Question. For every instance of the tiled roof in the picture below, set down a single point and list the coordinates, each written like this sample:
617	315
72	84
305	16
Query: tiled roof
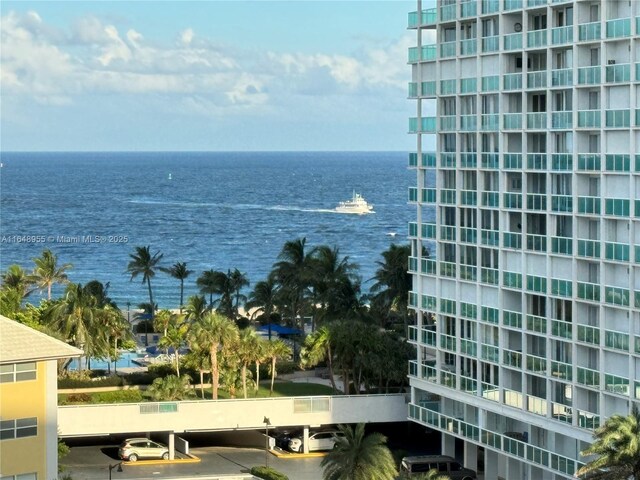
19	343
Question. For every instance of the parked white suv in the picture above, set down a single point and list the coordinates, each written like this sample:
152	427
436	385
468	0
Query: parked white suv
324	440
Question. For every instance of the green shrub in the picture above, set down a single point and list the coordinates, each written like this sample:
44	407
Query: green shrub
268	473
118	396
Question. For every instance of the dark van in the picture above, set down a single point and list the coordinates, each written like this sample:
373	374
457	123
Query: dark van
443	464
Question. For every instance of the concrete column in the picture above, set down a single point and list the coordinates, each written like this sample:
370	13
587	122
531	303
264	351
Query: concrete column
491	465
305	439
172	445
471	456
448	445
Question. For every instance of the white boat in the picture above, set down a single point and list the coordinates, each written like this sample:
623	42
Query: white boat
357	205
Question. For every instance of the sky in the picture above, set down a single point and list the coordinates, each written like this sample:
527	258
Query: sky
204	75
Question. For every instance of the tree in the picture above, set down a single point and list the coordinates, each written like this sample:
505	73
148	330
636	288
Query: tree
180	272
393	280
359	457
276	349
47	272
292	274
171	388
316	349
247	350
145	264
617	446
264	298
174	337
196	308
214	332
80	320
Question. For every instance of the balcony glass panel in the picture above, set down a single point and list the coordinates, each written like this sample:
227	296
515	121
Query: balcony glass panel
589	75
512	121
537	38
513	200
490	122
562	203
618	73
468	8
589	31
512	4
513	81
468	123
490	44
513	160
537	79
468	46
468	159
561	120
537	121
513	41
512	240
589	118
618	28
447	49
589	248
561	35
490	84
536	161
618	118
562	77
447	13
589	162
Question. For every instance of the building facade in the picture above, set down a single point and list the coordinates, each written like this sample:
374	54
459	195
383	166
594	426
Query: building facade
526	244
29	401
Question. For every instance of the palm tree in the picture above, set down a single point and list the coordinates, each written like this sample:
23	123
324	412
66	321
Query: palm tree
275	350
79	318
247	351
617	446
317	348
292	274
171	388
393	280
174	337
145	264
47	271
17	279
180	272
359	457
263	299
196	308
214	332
...
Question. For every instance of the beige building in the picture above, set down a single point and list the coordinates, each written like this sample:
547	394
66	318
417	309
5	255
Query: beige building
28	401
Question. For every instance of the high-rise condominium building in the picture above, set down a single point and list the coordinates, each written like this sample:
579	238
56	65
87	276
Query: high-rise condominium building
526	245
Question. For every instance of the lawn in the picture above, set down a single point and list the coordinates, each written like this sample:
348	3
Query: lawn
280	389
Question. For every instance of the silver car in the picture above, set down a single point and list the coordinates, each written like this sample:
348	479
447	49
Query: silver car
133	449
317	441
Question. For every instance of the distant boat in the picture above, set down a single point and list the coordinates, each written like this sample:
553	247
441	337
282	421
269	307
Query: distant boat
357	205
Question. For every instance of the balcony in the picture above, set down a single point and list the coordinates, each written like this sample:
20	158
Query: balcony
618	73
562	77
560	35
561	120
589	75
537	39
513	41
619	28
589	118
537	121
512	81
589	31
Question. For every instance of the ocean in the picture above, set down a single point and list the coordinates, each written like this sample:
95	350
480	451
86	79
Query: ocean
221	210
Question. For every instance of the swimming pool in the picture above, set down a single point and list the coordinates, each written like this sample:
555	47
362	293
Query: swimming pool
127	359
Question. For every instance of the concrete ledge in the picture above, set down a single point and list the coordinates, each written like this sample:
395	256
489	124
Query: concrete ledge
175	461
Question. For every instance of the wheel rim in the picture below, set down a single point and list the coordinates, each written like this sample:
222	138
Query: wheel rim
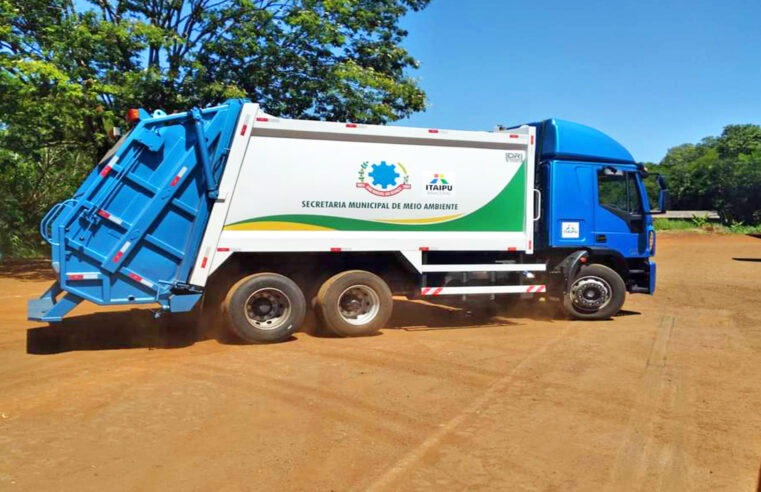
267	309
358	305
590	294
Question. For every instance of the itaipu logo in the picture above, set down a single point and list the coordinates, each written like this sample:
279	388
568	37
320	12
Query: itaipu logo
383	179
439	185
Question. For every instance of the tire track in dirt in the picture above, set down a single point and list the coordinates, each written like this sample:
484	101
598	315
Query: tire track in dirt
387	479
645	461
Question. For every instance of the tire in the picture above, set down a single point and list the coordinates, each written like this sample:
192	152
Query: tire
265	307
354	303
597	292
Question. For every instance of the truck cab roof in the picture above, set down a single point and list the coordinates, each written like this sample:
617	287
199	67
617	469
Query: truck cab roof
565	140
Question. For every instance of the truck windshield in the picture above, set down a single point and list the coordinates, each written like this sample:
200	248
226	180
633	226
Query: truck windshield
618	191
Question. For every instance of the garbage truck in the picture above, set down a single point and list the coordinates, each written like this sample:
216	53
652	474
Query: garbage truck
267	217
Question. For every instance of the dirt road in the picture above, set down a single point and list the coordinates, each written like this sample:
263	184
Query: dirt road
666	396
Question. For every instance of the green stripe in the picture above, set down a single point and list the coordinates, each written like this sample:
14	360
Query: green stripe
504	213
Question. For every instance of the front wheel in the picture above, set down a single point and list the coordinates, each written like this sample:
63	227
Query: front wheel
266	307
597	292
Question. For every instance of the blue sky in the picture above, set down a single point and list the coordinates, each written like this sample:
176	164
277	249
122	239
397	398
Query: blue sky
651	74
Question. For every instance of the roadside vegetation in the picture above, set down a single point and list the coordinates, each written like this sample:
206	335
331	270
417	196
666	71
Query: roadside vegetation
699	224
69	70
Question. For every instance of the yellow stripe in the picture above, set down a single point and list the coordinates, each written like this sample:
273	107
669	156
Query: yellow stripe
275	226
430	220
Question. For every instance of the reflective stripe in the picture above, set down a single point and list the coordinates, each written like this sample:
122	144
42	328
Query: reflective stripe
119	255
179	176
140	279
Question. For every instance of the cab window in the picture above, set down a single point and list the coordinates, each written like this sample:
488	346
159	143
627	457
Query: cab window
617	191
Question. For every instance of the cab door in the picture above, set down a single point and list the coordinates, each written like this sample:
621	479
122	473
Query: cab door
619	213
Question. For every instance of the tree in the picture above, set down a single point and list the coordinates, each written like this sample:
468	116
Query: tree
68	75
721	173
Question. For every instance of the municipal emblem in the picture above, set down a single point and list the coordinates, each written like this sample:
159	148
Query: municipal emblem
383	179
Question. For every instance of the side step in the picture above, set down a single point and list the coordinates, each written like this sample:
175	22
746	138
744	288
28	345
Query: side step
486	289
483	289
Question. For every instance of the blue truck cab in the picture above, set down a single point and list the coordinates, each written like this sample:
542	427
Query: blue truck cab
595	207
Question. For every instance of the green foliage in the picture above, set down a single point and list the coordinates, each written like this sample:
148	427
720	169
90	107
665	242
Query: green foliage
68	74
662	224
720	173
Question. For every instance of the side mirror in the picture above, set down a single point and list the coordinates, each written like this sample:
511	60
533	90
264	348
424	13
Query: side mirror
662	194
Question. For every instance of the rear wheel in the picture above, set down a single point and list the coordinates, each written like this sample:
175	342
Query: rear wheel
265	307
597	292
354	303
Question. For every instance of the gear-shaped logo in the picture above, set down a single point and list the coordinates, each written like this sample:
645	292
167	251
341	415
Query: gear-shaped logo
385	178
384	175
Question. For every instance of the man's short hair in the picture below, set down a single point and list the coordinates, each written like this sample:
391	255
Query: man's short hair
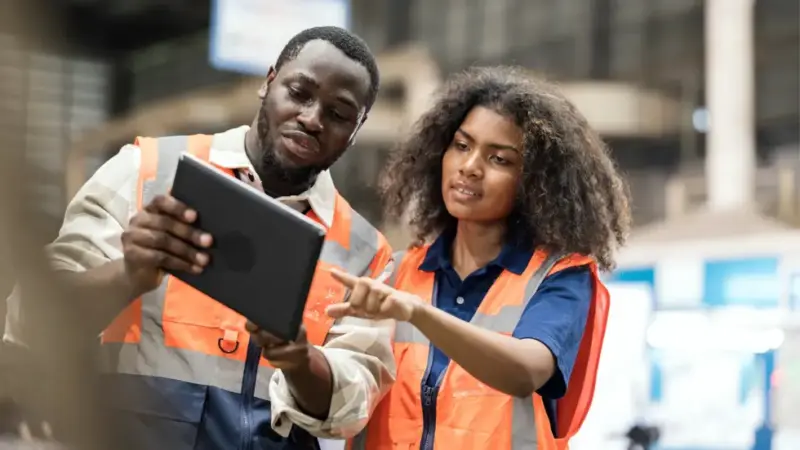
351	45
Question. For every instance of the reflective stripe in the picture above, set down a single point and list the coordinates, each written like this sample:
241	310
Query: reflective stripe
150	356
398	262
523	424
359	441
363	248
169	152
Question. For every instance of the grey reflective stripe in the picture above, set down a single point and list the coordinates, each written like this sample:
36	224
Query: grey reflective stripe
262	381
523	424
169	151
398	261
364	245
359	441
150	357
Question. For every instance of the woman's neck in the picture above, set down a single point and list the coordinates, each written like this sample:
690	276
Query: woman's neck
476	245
==
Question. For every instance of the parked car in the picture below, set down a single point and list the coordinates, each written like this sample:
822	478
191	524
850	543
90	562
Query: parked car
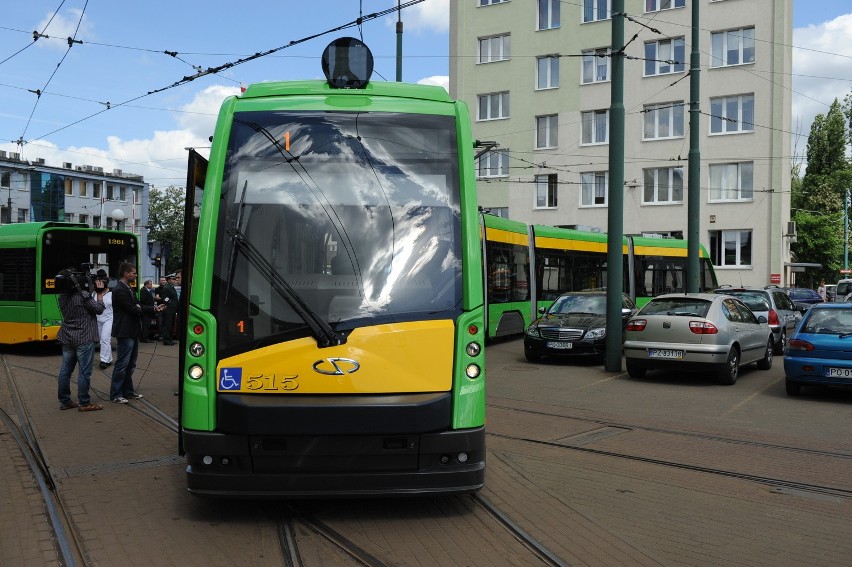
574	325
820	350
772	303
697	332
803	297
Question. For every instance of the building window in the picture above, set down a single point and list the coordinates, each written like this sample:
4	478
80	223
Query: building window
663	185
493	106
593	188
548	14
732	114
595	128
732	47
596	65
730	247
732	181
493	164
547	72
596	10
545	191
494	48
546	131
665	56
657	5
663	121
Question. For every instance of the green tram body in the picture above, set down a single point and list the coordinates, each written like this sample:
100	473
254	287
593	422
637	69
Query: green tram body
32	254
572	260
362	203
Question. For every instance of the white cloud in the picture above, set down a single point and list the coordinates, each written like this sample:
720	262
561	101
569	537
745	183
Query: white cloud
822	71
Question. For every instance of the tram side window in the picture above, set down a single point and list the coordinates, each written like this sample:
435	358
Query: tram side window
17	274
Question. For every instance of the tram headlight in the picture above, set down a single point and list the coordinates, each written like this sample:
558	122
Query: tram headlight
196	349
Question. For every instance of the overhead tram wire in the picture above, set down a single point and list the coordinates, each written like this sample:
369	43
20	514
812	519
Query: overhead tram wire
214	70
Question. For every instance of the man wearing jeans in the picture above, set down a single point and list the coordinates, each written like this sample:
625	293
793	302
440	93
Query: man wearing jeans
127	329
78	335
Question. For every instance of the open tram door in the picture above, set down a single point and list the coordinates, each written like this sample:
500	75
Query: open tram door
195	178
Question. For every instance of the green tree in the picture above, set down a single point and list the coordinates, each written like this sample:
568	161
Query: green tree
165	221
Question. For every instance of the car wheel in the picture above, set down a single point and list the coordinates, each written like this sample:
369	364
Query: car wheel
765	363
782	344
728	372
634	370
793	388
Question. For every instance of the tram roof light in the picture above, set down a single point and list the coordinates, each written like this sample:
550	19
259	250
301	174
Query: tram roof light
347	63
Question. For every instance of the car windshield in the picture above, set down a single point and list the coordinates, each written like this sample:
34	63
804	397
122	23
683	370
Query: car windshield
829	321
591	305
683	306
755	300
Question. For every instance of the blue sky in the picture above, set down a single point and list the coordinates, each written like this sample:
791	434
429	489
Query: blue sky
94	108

EXERCISE PROMPT: Count the lines in the listing above that contain the word "vegetation" and give only that number.

SOLUTION FOR THIS PROBLEM: 2